--- Passage given ---

6. | We note your adjustment I. Please tell us and revise your filing to clarify why there is a $194,172 adjustment to paid in capital to reflect the issue of common stock by City Office REIT, Inc. to CIO REIT. |
Response: The Company advises the Staff that the Company revised the disclosure in Adjustment I
to Note 1 – Adjustments to the Unaudited Pro Forma Consolidated Balance Sheet as of December 31, 2013 to the pro forma consolidated financial statements on page F-10 to clarify that the issuance of common stock to CIO REIT was in exchange for CIO REIT’s interest in the AmberGlen property and is being accounted for in accordance with ASC 810 as a change in the Company’s ownership that does not result in a change in control. The $194,172 adjustment to additional paid in capital is recorded to reflect the issuance of the common stock in exchange for this property interest.
7. | We note your response to our prior comment 12 and your revisions to adjustment HH in your filing. It does not appear that you have addressed the comment in its entirety; as such, it will be partially reissued. Please revise to disclose the interest expense and the interest rate assumed for the New Mortgage. Further, please disclose the amount of amortization of financing costs. |
Response: The Company revised the disclosure on page F-11 to disclose the interest expense and the interest rate assumed for the New Mortgage as well as the amount of the amortization of the financing costs.

--- Supplied material ---

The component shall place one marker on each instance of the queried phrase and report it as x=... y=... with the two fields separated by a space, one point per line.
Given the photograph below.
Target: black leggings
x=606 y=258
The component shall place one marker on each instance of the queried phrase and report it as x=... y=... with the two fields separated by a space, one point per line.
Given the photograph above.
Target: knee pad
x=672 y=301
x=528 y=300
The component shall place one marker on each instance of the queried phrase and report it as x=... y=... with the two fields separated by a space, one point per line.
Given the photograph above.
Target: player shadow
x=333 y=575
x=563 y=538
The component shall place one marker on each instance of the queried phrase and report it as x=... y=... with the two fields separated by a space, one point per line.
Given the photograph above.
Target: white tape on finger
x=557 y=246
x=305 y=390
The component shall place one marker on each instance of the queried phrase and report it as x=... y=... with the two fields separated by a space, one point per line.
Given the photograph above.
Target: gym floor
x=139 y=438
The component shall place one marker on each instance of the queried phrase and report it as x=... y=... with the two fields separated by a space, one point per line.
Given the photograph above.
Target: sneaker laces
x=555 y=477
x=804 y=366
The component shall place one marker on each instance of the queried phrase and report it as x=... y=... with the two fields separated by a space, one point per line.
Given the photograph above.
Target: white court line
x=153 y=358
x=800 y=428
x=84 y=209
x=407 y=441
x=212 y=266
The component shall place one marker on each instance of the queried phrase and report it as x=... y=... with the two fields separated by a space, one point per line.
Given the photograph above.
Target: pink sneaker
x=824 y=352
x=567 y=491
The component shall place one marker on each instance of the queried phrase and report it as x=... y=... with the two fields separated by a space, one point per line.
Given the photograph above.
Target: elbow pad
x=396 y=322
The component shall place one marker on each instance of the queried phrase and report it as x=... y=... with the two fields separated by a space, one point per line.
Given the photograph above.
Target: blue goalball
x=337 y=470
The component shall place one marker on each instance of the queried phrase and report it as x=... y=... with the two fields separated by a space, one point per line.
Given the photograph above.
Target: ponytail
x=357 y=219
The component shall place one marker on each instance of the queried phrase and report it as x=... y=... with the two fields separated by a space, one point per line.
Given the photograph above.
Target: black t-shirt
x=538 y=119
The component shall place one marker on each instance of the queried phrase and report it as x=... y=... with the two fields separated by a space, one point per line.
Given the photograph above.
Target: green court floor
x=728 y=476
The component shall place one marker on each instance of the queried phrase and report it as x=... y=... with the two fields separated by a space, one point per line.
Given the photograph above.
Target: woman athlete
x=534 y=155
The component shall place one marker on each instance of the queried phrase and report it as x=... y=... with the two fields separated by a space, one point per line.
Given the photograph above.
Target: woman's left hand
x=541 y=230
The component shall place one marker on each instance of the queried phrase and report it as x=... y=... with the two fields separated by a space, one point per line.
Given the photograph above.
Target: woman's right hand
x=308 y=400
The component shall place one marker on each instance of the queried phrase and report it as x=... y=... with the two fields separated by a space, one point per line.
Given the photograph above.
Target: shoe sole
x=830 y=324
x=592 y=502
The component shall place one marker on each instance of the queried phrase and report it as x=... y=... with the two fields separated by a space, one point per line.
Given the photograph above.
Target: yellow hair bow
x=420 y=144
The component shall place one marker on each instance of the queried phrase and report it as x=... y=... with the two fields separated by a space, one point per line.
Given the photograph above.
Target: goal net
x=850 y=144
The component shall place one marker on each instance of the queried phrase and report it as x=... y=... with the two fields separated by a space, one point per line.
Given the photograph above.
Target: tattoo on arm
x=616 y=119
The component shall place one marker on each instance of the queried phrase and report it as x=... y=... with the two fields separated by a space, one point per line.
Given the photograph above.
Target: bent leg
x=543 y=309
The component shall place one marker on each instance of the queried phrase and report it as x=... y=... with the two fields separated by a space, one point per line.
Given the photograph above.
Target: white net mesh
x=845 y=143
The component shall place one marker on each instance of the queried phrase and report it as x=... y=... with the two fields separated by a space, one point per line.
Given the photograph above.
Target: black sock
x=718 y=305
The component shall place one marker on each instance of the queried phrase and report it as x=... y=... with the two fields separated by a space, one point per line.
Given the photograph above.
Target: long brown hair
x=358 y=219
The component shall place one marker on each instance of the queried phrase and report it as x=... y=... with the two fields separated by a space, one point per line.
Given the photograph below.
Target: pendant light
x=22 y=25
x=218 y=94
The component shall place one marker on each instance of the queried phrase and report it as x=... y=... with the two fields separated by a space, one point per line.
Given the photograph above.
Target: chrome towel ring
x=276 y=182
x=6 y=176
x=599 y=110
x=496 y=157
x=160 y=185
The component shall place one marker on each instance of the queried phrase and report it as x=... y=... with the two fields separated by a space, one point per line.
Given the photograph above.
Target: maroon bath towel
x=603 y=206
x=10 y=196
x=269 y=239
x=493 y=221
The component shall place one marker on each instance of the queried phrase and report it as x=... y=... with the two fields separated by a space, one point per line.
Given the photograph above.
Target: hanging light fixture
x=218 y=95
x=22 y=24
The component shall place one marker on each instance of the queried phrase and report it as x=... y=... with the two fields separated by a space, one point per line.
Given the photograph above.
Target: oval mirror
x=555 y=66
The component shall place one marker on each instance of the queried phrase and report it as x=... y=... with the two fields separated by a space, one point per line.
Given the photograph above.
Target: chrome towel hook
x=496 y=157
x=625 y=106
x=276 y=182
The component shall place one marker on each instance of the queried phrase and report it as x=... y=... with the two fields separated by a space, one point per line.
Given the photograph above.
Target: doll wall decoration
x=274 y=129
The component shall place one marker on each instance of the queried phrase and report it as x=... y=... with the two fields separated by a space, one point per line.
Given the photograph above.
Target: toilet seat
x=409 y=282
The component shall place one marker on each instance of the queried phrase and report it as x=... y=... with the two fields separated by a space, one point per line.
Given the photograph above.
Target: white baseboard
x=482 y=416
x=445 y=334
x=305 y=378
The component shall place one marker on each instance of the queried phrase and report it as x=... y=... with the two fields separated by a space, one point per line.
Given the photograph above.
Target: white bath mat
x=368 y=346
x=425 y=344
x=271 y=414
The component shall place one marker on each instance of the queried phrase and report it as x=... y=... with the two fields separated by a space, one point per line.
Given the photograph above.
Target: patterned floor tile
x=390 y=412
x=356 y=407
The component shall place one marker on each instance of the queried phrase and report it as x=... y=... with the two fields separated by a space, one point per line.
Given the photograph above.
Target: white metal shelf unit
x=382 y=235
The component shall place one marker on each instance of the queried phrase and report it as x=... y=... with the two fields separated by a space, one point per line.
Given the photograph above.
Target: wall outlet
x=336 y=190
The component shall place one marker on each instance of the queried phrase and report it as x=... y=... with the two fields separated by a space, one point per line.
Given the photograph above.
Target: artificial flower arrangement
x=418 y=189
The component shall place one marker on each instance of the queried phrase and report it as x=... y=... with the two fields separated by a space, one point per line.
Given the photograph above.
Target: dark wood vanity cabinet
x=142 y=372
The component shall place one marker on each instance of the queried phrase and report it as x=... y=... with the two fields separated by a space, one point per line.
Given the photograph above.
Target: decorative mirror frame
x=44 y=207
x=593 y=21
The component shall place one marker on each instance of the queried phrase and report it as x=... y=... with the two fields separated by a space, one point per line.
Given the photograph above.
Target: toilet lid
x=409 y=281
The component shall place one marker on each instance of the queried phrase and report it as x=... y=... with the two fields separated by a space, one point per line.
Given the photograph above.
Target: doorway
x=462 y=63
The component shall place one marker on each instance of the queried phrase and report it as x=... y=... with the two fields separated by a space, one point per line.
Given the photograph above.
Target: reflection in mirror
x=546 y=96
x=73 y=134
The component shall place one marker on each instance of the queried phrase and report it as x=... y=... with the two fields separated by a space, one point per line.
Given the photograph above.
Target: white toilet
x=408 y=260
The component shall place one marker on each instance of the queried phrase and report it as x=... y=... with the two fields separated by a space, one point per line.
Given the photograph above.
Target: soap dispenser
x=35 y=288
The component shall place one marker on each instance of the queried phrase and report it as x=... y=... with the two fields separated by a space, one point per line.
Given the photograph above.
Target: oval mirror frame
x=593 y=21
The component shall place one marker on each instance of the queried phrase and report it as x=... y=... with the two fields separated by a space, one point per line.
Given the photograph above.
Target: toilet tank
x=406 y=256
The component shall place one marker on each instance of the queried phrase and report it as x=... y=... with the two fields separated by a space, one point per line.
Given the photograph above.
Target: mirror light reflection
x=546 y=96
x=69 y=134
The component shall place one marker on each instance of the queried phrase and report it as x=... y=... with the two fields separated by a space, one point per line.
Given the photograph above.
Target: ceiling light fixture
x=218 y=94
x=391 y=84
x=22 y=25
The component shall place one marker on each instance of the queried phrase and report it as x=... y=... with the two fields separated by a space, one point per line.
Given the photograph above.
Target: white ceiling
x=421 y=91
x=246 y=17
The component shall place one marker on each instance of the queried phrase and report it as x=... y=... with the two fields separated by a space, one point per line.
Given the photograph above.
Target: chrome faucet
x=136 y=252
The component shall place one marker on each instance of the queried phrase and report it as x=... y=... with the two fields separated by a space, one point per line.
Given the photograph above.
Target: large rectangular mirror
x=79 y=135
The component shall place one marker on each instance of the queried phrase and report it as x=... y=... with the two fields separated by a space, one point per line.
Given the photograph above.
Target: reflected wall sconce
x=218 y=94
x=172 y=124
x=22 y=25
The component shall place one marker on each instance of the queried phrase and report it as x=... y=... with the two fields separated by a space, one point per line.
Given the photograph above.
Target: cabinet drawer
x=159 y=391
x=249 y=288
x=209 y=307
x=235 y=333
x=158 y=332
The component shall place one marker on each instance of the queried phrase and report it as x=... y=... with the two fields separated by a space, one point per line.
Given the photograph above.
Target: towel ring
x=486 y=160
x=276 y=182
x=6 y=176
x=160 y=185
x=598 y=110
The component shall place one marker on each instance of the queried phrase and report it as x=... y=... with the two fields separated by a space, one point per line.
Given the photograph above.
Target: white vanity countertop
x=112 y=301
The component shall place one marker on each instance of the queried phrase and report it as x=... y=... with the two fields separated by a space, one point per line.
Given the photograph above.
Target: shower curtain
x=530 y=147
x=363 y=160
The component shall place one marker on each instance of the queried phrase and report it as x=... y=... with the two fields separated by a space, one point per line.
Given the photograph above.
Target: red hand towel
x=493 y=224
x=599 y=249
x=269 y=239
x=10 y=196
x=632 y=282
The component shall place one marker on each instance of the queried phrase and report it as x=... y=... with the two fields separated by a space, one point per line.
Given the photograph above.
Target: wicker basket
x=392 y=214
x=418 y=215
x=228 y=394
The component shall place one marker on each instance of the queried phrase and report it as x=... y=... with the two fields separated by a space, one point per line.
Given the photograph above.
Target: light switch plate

---

Request: Quote the passage on the pro forma adjustments in full, word for word. The data has no connection to the passage on the pro forma adjustments.

Solution:
6. | We note your adjustment I. Please tell us and revise your filing to clarify why there is a $194,172 adjustment to paid in capital to reflect the issue of common stock by City Office REIT, Inc. to CIO REIT. |
Response: The Company advises the Staff that the Company revised the disclosure in Adjustment I
to Note 1 – Adjustments to the Unaudited Pro Forma Consolidated Balance Sheet as of December 31, 2013 to the pro forma consolidated financial statements on page F-10 to clarify that the issuance of common stock to CIO REIT was in exchange for CIO REIT’s interest in the AmberGlen property and is being accounted for in accordance with ASC 810 as a change in the Company’s ownership that does not result in a change in control. The $194,172 adjustment to additional paid in capital is recorded to reflect the issuance of the common stock in exchange for this property interest.
7. | We note your response to our prior comment 12 and your revisions to adjustment HH in your filing. It does not appear that you have addressed the comment in its entirety; as such, it will be partially reissued. Please revise to disclose the interest expense and the interest rate assumed for the New Mortgage. Further, please disclose the amount of amortization of financing costs. |
Response: The Company revised the disclosure on page F-11 to disclose the interest expense and the interest rate assumed for the New Mortgage as well as the amount of the amortization of the financing costs.